Image point grounding data
▶
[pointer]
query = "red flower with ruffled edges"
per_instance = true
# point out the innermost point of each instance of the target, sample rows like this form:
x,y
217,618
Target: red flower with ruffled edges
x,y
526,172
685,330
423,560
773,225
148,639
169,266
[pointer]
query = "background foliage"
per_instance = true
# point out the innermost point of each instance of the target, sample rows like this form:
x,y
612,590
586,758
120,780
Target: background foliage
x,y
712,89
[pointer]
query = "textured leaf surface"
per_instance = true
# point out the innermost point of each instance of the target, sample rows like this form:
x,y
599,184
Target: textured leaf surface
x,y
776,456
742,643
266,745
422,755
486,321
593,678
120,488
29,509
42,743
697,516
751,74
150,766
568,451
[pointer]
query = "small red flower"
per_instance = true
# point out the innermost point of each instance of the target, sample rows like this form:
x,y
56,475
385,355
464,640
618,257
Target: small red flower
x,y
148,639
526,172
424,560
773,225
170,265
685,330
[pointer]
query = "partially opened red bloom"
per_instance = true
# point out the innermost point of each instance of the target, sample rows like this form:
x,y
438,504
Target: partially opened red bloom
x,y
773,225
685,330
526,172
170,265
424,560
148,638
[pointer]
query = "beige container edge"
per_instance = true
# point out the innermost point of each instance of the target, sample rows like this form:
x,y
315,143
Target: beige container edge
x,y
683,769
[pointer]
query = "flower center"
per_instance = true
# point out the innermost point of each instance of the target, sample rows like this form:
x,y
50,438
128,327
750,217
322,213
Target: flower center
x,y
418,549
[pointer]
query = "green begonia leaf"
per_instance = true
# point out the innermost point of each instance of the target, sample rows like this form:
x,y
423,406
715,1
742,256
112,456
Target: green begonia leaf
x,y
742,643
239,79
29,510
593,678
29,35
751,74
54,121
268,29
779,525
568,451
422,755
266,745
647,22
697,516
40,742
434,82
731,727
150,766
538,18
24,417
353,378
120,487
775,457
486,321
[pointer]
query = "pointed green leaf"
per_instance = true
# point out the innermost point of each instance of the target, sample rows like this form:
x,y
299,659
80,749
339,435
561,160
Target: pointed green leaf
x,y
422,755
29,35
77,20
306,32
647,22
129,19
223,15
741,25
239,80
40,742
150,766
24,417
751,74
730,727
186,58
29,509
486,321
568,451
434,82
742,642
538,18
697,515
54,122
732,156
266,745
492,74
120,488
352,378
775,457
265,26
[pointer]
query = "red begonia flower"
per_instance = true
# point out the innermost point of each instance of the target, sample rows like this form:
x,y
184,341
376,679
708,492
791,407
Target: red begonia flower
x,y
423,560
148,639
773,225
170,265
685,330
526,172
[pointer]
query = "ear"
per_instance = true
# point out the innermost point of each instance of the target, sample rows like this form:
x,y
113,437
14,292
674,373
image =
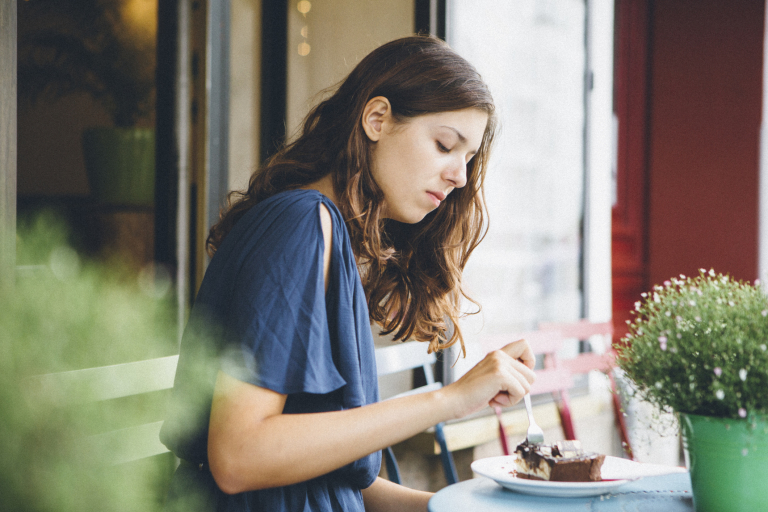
◀
## Task to complete
Repeat each record as given. No picture belongs in the copy.

## Written response
[pointer]
query = "red flower with ruffled edges"
per_instance = true
# point out the innermost point of each instance of the target, sample rows like this form:
x,y
217,618
Target: red flower with ruffled edges
x,y
526,172
685,330
423,560
773,225
148,639
169,266
[pointer]
query = "background foliage"
per_instance = true
# point out the innermost point of each instance of the target, sample rows like this form:
x,y
612,590
586,758
120,780
Target: background foliage
x,y
712,89
[pointer]
query = "textured leaf surface"
per_instance = true
# point out the innermost point of each instance of the target, sample rows like this form:
x,y
599,184
Target: textured leaf surface
x,y
776,456
742,643
266,745
422,755
486,321
593,678
120,488
29,509
42,743
697,516
751,74
150,766
568,451
[pointer]
query = "small red flower"
per_instance = true
# point out the innermost point of each instance of the target, sample rows like this form:
x,y
56,475
385,355
464,640
618,257
Target: small red flower
x,y
148,639
526,172
424,560
773,225
170,265
685,330
[pointer]
query = "partially opened red bloom"
per_instance = true
# point out the innermost point of each instance of the target, sample rows like this form:
x,y
438,504
Target: partially opened red bloom
x,y
773,225
685,330
526,172
170,265
424,560
148,638
[pointer]
query = "beige container edge"
per_instance = true
# point out the innermost point of each instance of the target, sample rows like this form:
x,y
315,143
Target: beige container edge
x,y
683,769
[pointer]
query = "flower center"
per_instance = true
# point out the innermost point of each instance of the target, sample rows like this form:
x,y
50,438
128,327
750,217
322,213
Target: flower center
x,y
418,549
[pointer]
query = "green begonia leaf"
per_instance = true
# point out the innermost point of each instance of the target, sample rows like this form:
x,y
423,406
715,1
742,256
112,456
Target: green begonia leaf
x,y
742,643
239,79
29,510
593,678
29,35
751,74
54,121
268,29
779,525
568,451
422,755
266,745
647,22
697,516
40,742
434,82
731,727
150,766
538,18
24,417
353,378
120,487
775,457
486,321
[pointer]
query = "pointed green leaf"
per_instance = true
# point out the innermost point of each instance of the target, sample rows like this form:
x,y
299,659
80,749
339,435
561,160
Target: pointed green leaf
x,y
422,755
29,35
77,20
306,32
647,22
129,19
223,15
741,25
239,80
40,742
150,766
24,417
751,74
730,727
186,58
29,509
486,321
568,451
434,82
742,642
538,18
697,515
54,122
732,156
266,745
492,74
120,488
352,378
775,457
265,26
[pointer]
query = "red begonia flower"
per_instance = true
# point out the innermost point of each instance of the target, sample rows like this form:
x,y
184,341
376,679
708,492
791,407
Target: red begonia flower
x,y
423,560
148,639
773,225
170,265
685,330
526,172
[pointer]
query = "ear"
per_instance = true
# point out the innermost point of each instance of the target, sample rows like this form:
x,y
113,437
14,292
674,373
image =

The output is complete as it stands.